Aim of the exercise: In the data below, the answer is the run of lines from the line containing "pixel 455 106" through the line containing "pixel 315 50", both included; print it exactly and nothing else.
++++
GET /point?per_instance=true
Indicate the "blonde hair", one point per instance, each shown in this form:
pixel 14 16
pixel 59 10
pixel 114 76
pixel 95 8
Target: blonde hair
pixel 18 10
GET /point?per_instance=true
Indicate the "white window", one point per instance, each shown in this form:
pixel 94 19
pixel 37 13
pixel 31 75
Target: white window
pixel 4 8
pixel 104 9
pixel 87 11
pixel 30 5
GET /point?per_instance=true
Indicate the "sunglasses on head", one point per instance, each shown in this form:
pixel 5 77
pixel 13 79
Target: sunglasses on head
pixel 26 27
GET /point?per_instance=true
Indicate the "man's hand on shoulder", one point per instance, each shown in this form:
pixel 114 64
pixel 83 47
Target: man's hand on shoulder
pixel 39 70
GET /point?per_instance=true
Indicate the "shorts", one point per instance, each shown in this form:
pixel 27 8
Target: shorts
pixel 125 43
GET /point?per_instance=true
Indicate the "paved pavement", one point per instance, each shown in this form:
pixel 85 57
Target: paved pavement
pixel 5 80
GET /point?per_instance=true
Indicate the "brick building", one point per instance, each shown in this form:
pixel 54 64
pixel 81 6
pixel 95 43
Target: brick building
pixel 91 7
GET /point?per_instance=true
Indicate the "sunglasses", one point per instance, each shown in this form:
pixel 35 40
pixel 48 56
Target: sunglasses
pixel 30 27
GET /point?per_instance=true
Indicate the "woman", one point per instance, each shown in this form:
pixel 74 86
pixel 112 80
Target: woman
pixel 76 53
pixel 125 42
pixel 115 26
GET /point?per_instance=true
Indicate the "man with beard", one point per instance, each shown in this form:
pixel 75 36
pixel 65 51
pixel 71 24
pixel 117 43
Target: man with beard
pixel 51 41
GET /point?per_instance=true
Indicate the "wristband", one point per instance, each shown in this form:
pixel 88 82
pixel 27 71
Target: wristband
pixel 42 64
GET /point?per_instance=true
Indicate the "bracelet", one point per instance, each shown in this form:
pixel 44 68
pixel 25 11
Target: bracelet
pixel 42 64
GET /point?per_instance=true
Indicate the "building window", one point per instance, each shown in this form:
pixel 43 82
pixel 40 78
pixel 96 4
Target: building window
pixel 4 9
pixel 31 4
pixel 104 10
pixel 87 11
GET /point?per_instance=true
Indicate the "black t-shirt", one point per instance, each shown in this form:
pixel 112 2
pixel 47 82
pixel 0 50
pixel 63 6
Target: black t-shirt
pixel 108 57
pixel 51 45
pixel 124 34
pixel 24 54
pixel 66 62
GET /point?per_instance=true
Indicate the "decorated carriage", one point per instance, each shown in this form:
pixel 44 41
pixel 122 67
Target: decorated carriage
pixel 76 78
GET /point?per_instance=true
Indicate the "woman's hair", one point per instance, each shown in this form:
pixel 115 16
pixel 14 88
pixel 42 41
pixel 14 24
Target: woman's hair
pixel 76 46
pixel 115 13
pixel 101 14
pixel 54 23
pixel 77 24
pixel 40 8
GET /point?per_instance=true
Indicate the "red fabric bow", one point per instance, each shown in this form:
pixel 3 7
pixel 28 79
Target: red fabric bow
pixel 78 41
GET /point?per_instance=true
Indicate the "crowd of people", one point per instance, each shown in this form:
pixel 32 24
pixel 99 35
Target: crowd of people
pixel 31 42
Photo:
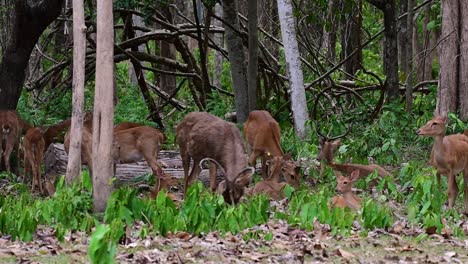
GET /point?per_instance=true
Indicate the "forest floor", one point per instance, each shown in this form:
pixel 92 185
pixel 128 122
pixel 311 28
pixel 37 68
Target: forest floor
pixel 273 242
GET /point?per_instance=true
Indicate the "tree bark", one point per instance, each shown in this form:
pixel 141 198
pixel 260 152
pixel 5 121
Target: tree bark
pixel 218 57
pixel 29 23
pixel 103 107
pixel 352 39
pixel 79 59
pixel 253 54
pixel 293 64
pixel 390 46
pixel 463 74
pixel 409 59
pixel 237 60
pixel 403 38
pixel 449 51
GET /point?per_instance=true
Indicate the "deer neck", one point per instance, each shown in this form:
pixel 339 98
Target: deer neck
pixel 439 146
pixel 351 199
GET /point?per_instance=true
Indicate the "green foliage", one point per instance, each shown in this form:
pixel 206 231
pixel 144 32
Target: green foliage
pixel 375 215
pixel 102 247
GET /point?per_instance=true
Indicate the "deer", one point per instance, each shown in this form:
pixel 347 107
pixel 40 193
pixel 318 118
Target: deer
pixel 205 137
pixel 327 148
pixel 12 127
pixel 133 144
pixel 344 186
pixel 34 147
pixel 35 143
pixel 449 156
pixel 263 134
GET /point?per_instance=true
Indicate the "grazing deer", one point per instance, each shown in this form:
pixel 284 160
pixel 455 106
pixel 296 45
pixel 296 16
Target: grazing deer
pixel 327 148
pixel 271 188
pixel 35 143
pixel 34 147
pixel 131 145
pixel 263 134
pixel 449 156
pixel 344 186
pixel 12 127
pixel 202 136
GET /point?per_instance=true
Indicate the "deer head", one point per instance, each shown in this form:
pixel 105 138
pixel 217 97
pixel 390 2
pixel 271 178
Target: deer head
pixel 344 184
pixel 232 190
pixel 433 127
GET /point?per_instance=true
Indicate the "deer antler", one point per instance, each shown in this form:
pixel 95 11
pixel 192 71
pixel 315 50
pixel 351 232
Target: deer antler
pixel 215 162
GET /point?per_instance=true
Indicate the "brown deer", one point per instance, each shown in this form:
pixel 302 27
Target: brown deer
pixel 449 156
pixel 141 142
pixel 35 143
pixel 327 148
pixel 263 134
pixel 12 127
pixel 34 147
pixel 202 136
pixel 344 186
pixel 271 188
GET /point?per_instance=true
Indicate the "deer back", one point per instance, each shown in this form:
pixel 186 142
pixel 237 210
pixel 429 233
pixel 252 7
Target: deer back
pixel 270 188
pixel 263 133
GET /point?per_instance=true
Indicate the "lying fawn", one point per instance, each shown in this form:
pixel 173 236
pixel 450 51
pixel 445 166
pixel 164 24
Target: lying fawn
pixel 344 186
pixel 327 149
pixel 202 136
pixel 449 156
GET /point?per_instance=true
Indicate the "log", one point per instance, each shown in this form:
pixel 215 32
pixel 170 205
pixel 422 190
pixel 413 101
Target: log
pixel 55 160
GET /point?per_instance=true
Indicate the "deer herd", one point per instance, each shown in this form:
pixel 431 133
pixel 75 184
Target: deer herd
pixel 204 138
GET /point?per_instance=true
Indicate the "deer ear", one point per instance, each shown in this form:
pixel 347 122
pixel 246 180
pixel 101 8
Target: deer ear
pixel 355 175
pixel 221 187
pixel 336 142
pixel 245 177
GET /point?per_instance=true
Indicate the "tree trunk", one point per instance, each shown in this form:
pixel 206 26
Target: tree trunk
pixel 218 57
pixel 79 58
pixel 448 55
pixel 403 38
pixel 253 54
pixel 237 60
pixel 409 58
pixel 390 46
pixel 463 72
pixel 352 39
pixel 103 107
pixel 29 23
pixel 293 64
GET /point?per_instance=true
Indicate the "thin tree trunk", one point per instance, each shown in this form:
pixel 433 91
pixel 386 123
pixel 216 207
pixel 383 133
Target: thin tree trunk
pixel 103 107
pixel 218 57
pixel 449 51
pixel 390 46
pixel 79 57
pixel 463 75
pixel 403 38
pixel 253 54
pixel 293 63
pixel 237 60
pixel 409 58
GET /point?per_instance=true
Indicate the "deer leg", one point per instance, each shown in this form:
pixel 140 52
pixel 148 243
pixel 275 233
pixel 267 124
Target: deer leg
pixel 452 189
pixel 465 190
pixel 213 177
pixel 193 175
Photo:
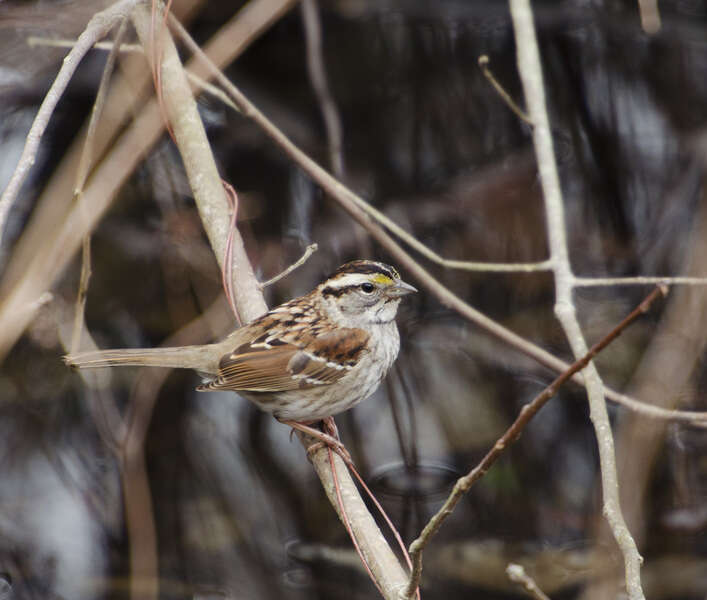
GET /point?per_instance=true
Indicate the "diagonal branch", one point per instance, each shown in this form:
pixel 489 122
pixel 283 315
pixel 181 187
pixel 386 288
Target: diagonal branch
pixel 97 28
pixel 511 435
pixel 362 212
pixel 530 71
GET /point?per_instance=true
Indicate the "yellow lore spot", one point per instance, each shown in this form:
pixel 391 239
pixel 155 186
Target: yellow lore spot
pixel 382 279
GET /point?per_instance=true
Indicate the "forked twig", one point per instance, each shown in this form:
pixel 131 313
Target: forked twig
pixel 531 75
pixel 360 210
pixel 308 251
pixel 464 483
pixel 97 28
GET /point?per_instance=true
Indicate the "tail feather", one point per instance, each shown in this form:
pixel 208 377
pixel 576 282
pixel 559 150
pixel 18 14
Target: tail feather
pixel 201 358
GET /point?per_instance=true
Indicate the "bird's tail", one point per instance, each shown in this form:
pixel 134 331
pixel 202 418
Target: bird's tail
pixel 201 358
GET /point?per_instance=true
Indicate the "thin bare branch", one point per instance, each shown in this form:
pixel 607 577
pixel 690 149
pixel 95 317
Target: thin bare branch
pixel 611 281
pixel 463 484
pixel 317 75
pixel 353 204
pixel 516 573
pixel 309 250
pixel 96 29
pixel 82 173
pixel 529 67
pixel 505 96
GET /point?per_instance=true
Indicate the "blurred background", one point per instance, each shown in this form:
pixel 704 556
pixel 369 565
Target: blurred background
pixel 209 498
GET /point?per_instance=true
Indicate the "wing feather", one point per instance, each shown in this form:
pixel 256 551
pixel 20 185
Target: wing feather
pixel 299 362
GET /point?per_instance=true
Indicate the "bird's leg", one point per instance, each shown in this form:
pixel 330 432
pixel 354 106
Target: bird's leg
pixel 329 437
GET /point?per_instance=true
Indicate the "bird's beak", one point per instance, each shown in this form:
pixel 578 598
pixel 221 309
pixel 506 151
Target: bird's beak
pixel 400 288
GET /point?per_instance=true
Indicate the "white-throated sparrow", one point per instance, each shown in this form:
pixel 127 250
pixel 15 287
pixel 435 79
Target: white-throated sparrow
pixel 305 360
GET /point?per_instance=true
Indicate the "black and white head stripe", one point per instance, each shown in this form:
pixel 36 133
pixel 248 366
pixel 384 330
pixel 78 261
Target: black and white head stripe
pixel 353 274
pixel 366 267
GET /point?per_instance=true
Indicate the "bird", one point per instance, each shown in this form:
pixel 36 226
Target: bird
pixel 304 361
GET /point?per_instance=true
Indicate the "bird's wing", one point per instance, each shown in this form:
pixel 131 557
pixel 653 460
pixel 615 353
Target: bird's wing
pixel 278 366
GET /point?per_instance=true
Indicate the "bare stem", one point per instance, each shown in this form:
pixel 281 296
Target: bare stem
pixel 98 27
pixel 517 574
pixel 308 251
pixel 505 96
pixel 362 212
pixel 82 173
pixel 529 67
pixel 463 484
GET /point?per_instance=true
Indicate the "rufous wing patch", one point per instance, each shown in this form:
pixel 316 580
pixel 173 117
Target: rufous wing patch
pixel 308 361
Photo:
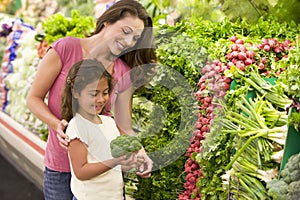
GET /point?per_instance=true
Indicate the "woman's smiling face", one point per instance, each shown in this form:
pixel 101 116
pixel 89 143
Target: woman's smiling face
pixel 123 34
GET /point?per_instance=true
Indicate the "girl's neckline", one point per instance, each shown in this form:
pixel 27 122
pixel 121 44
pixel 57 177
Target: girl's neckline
pixel 100 121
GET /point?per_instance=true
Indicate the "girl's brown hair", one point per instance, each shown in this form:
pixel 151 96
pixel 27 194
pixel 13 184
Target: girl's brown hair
++++
Solution for this problem:
pixel 455 106
pixel 296 45
pixel 296 16
Target: grazing deer
pixel 327 148
pixel 271 188
pixel 35 143
pixel 34 147
pixel 131 145
pixel 263 134
pixel 449 156
pixel 344 186
pixel 12 127
pixel 202 136
GET /point?per_instance=true
Indicate the "deer head", one point per instance, each shown in this form:
pixel 105 138
pixel 217 97
pixel 390 2
pixel 271 178
Target: deer head
pixel 344 184
pixel 232 190
pixel 433 127
GET /point?per_instance=true
Indicate the "deer antler", one point per instance, each shown in this form:
pixel 95 11
pixel 192 71
pixel 315 50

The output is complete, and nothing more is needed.